— Begin —

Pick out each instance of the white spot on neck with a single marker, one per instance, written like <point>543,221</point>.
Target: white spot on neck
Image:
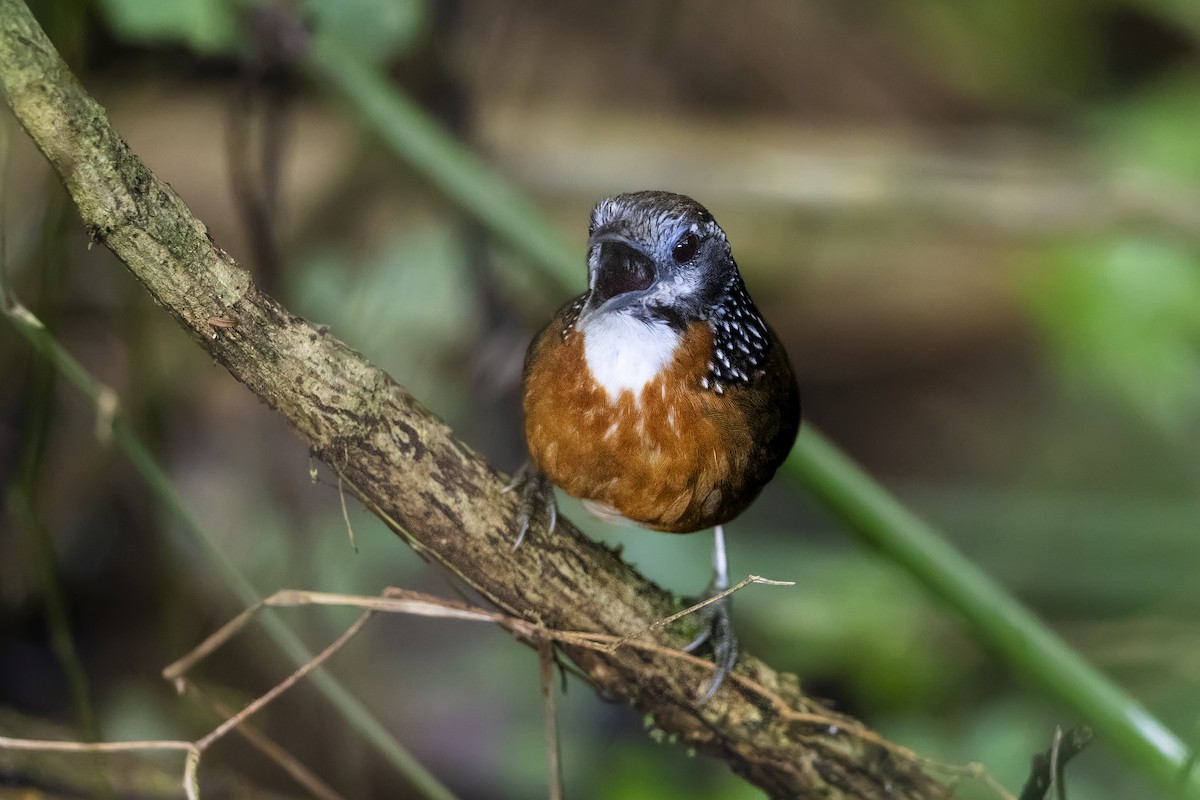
<point>627,353</point>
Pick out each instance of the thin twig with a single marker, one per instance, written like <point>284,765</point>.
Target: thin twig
<point>693,609</point>
<point>286,684</point>
<point>269,747</point>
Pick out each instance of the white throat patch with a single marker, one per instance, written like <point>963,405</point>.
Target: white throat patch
<point>627,353</point>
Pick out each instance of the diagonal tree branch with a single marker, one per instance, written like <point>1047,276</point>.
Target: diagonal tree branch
<point>407,467</point>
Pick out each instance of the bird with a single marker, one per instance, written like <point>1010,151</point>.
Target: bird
<point>659,396</point>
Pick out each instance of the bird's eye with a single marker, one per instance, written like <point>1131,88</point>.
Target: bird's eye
<point>685,248</point>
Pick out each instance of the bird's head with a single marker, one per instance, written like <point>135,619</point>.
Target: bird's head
<point>655,256</point>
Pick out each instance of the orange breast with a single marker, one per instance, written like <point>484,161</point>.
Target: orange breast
<point>675,458</point>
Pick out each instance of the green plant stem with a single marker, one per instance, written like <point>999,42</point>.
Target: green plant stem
<point>838,483</point>
<point>123,435</point>
<point>996,618</point>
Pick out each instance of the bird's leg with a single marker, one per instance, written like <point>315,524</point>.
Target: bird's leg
<point>718,625</point>
<point>535,492</point>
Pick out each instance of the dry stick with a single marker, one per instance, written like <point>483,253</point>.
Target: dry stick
<point>406,601</point>
<point>696,607</point>
<point>269,747</point>
<point>279,689</point>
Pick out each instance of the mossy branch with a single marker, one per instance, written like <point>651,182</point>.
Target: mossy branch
<point>407,467</point>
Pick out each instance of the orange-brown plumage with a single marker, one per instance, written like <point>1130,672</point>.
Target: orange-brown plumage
<point>677,457</point>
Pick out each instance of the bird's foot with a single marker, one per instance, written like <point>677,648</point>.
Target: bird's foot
<point>717,630</point>
<point>535,493</point>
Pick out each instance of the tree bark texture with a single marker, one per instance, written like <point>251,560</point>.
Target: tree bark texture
<point>408,468</point>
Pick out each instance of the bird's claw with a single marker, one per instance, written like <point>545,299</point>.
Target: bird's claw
<point>717,627</point>
<point>535,491</point>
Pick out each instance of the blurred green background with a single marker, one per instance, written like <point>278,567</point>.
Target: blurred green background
<point>975,224</point>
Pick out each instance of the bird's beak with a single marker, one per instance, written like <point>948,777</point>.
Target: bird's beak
<point>616,266</point>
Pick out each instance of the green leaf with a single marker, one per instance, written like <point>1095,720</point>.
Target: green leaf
<point>1123,314</point>
<point>375,29</point>
<point>205,25</point>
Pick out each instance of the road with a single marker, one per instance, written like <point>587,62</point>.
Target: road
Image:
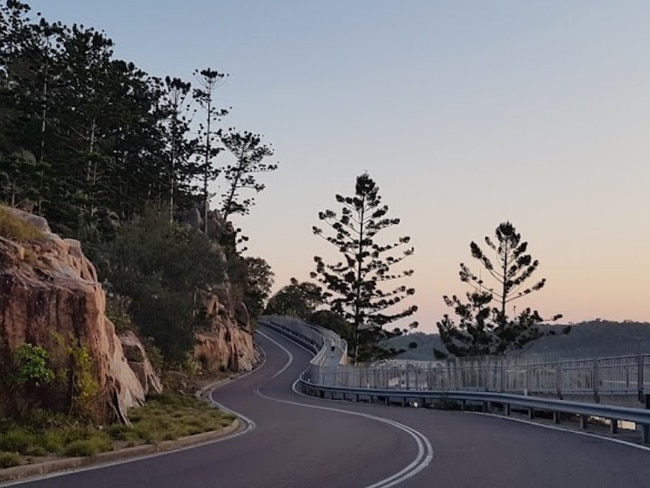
<point>297,441</point>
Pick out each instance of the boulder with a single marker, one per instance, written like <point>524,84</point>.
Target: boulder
<point>50,297</point>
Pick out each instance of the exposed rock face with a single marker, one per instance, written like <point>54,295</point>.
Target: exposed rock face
<point>50,297</point>
<point>228,343</point>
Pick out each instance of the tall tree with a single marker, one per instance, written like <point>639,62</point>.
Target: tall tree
<point>249,153</point>
<point>485,326</point>
<point>297,299</point>
<point>355,283</point>
<point>175,111</point>
<point>208,80</point>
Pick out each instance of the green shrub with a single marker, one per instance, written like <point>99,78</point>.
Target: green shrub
<point>16,440</point>
<point>9,459</point>
<point>54,441</point>
<point>36,450</point>
<point>88,447</point>
<point>120,432</point>
<point>11,227</point>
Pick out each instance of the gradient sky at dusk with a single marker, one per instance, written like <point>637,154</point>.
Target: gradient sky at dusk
<point>465,113</point>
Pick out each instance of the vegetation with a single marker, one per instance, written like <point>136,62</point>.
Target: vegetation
<point>355,283</point>
<point>253,281</point>
<point>162,268</point>
<point>484,329</point>
<point>164,417</point>
<point>297,299</point>
<point>15,229</point>
<point>107,153</point>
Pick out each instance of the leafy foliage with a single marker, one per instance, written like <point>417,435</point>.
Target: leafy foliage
<point>162,267</point>
<point>355,283</point>
<point>11,227</point>
<point>484,329</point>
<point>249,153</point>
<point>88,139</point>
<point>31,366</point>
<point>297,299</point>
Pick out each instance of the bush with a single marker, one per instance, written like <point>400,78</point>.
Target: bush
<point>16,440</point>
<point>12,227</point>
<point>54,441</point>
<point>9,459</point>
<point>88,447</point>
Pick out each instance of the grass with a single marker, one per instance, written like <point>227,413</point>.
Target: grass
<point>11,227</point>
<point>167,416</point>
<point>9,459</point>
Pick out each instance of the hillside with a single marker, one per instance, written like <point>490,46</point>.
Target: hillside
<point>595,338</point>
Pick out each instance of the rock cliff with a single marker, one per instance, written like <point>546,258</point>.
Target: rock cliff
<point>50,297</point>
<point>228,343</point>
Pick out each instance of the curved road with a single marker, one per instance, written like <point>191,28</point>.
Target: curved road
<point>297,441</point>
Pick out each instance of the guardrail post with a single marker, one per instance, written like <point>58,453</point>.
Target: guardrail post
<point>596,381</point>
<point>639,375</point>
<point>583,421</point>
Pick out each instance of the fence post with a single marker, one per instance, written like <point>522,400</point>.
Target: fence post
<point>596,381</point>
<point>639,378</point>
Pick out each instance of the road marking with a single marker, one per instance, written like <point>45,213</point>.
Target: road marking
<point>425,450</point>
<point>288,363</point>
<point>250,426</point>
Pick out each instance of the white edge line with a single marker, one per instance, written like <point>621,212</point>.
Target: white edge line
<point>425,450</point>
<point>523,421</point>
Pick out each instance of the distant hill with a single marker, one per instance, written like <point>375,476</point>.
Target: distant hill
<point>596,338</point>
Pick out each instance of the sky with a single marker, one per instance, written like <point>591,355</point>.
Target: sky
<point>465,113</point>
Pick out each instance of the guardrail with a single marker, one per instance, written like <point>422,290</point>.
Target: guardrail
<point>321,341</point>
<point>408,383</point>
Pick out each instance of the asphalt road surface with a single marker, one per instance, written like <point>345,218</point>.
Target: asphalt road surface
<point>297,441</point>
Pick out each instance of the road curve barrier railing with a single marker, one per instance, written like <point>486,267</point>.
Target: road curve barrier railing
<point>604,388</point>
<point>329,348</point>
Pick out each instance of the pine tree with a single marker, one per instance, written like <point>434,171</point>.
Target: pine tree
<point>484,326</point>
<point>355,283</point>
<point>249,153</point>
<point>208,80</point>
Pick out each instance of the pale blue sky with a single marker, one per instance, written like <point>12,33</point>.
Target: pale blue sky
<point>466,114</point>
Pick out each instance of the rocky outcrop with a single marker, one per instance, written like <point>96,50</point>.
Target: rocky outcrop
<point>227,344</point>
<point>50,297</point>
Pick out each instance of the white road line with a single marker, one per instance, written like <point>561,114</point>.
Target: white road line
<point>425,450</point>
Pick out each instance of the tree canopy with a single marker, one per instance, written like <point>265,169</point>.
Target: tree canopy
<point>485,326</point>
<point>355,284</point>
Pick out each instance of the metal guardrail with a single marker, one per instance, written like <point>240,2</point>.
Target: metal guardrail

— End —

■ **Task to carry out**: Rewrite the whole listing with every "single marker" changed to "lone marker" and all else unchanged, leaving out the pictures.

■ **Complete answer**:
Pick out each instance of the white spot on neck with a lone marker, one per instance, written like <point>543,221</point>.
Target: white spot on neck
Image:
<point>627,353</point>
Pick out each instance of the thin twig with a lone marker, one per instance, written like <point>284,765</point>.
Target: thin twig
<point>693,609</point>
<point>286,684</point>
<point>269,747</point>
Pick out each instance of the white throat patch with a lone marker, one per instance, written like <point>963,405</point>.
Target: white throat patch
<point>627,353</point>
Pick out each instance of the diagonal tree branch with a lone marker, one per instance, written like <point>1047,276</point>.
Target: diagonal tree branch
<point>407,467</point>
Pick out each instance of the bird with a lone marker, one per instance, written like <point>1010,151</point>.
Target: bird
<point>659,396</point>
Pick out each instance of the bird's eye with a lone marker, one per instance, written like <point>1131,88</point>.
Target: bird's eye
<point>685,248</point>
Pick out each instance of the bird's head with a lone marker, one per instance, written like <point>135,619</point>.
Target: bird's head
<point>655,256</point>
Pick out each instance of the orange breast with a lone marker, one per instance, written like <point>484,161</point>.
Target: orange breast
<point>675,458</point>
Pick out each instance of the green plant stem with a lone marker, one per instance, written like <point>999,42</point>.
Target: green plant stem
<point>838,483</point>
<point>123,435</point>
<point>996,618</point>
Pick out each instance of the bird's leg with a lone marker, one per instance, written like <point>315,524</point>.
Target: bird's leg
<point>718,625</point>
<point>535,492</point>
Pick out each instance of the dry stick with a lone marker, one per instance, written like <point>483,253</point>.
Target: dry stick
<point>406,601</point>
<point>696,607</point>
<point>269,747</point>
<point>279,689</point>
Pick out each instance of the mossy branch with a lone marker, one per instance, written like <point>651,182</point>.
Target: mossy branch
<point>407,467</point>
Pick out each instance of the orange-brown plumage with a lone marker, one per instance, written like <point>1130,672</point>.
Target: orange-brown plumage
<point>677,457</point>
Pick out each instance of the bird's foot with a lone marker, one per instance, written like <point>677,648</point>.
Target: bird's foot
<point>717,630</point>
<point>535,493</point>
Pick out each instance of the tree bark texture with a lone marker, one per instance, written like <point>251,560</point>.
Target: tree bark texture
<point>408,468</point>
Pick out each instance of the bird's claw with a lone marker, one per instance, written like <point>545,299</point>.
Target: bird's claw
<point>717,627</point>
<point>535,491</point>
Pick out each instance of the blurred green background with a lone marker, one per instance, written like <point>278,567</point>.
Target: blurred green background
<point>975,224</point>
Pick out each instance of the bird's beak with a lone marker, one per instance, written like <point>948,777</point>.
Target: bird's beak
<point>616,266</point>
Pick out each instance of the green leaf with a lone marker, one per instance, written like <point>1095,720</point>.
Target: green leaf
<point>1123,314</point>
<point>375,29</point>
<point>205,25</point>
Pick out each instance of the road with a lone marker, one per instance, written like <point>587,62</point>.
Target: road
Image:
<point>297,441</point>
Pick out each instance of the boulder with a lone marker, one per instance, written like <point>524,84</point>.
Target: boulder
<point>50,297</point>
Pick out each instance of the exposed rock face with a lone marker, one per instance, written like <point>54,295</point>.
Target: exposed rock face
<point>50,297</point>
<point>228,343</point>
Pick out each instance of the tall tree with a lone marker, one per instance, written like <point>639,62</point>.
Target: tall tree
<point>249,153</point>
<point>485,326</point>
<point>297,299</point>
<point>355,283</point>
<point>175,111</point>
<point>208,80</point>
Pick out each instance of the green shrub with a lone marker, one per instance, written like <point>99,78</point>.
Target: green shrub
<point>16,440</point>
<point>9,459</point>
<point>54,441</point>
<point>36,450</point>
<point>88,447</point>
<point>120,432</point>
<point>11,227</point>
Pick out each instance of the gradient sky at dusk with a lone marker, one per instance, written like <point>637,154</point>.
Target: gradient sky at dusk
<point>465,113</point>
Pick out each instance of the vegetation with a lone marker, one per instance, written like <point>136,62</point>.
Target: vegetation
<point>355,283</point>
<point>253,281</point>
<point>162,268</point>
<point>484,329</point>
<point>164,417</point>
<point>297,299</point>
<point>15,229</point>
<point>107,153</point>
Pick out each instance of the leafy foliage with a lone marker, one per instance, written like <point>417,435</point>.
Target: leafy foliage
<point>162,267</point>
<point>355,283</point>
<point>11,227</point>
<point>484,329</point>
<point>249,153</point>
<point>88,139</point>
<point>31,366</point>
<point>297,299</point>
Pick out each instance of the bush with a lone marker, one per instance, written like <point>400,78</point>.
Target: bush
<point>16,440</point>
<point>12,227</point>
<point>54,441</point>
<point>9,459</point>
<point>88,447</point>
Pick out each instance of the grass with a lone marker, one per instance, written like <point>227,413</point>.
Target: grass
<point>11,227</point>
<point>167,416</point>
<point>9,459</point>
Pick out each instance of the hillside with a lone marker, one per instance, written like <point>490,46</point>.
Target: hillside
<point>595,338</point>
Pick out each instance of the rock cliff with a lone marker, one per instance, written like <point>546,258</point>.
Target: rock cliff
<point>50,297</point>
<point>228,343</point>
Pick out each instance of the curved road with a lone marker, one per instance, written like <point>191,28</point>.
Target: curved road
<point>297,441</point>
Pick out each instance of the guardrail post with a lone marker, one per instance, written like <point>58,453</point>.
Target: guardrail post
<point>596,381</point>
<point>639,375</point>
<point>583,421</point>
Pick out each instance of the fence post with a lone marker, one per instance, written like <point>522,400</point>.
Target: fence post
<point>596,381</point>
<point>639,378</point>
Pick out each instance of the road marking with a lone marker, one per instance, written like <point>45,213</point>.
Target: road marking
<point>425,450</point>
<point>288,363</point>
<point>250,426</point>
Pick out each instance of the white edge line with a lone marker, one per instance, written like <point>621,212</point>.
Target: white edge line
<point>425,450</point>
<point>523,421</point>
Pick out each instance of the distant hill with a lone marker, one per instance, written like <point>375,476</point>.
Target: distant hill
<point>596,338</point>
Pick out each instance of the sky with a lone marker, one per instance, written like <point>591,355</point>.
Target: sky
<point>465,113</point>
Pick out each instance of the guardrail with a lone marker, one per instance, written like <point>422,290</point>.
Target: guardrail
<point>321,341</point>
<point>408,383</point>
Pick out each instance of the asphalt road surface with a lone marker, one per instance, written like <point>345,218</point>.
Target: asphalt road surface
<point>297,441</point>
Pick out each instance of the road curve barrier railing with a lone marker, one per instance, written like <point>486,267</point>.
Target: road curve barrier railing
<point>604,388</point>
<point>329,348</point>
Pick out each instance of the pine tree with a lone marker, one per instance, written like <point>434,171</point>.
Target: pine tree
<point>484,326</point>
<point>355,283</point>
<point>249,153</point>
<point>208,80</point>
Pick out each instance of the pale blue sky with a lone marker, one per instance, written like <point>12,33</point>.
Target: pale blue sky
<point>466,114</point>
Pick out each instance of the rocky outcrop with a lone marker, one per instance, written like <point>96,50</point>.
Target: rocky outcrop
<point>227,344</point>
<point>50,297</point>
Pick out each instance of the white road line with a lone marker, one per instance, written like <point>561,114</point>.
Target: white road line
<point>425,450</point>
Pick out each instance of the tree canopy with a lone marker, one per instance, written like <point>265,169</point>.
Target: tree canopy
<point>485,326</point>
<point>355,284</point>
Pick out each instance of the metal guardrail with a lone marker, one per instance, written like <point>240,2</point>.
Target: metal guardrail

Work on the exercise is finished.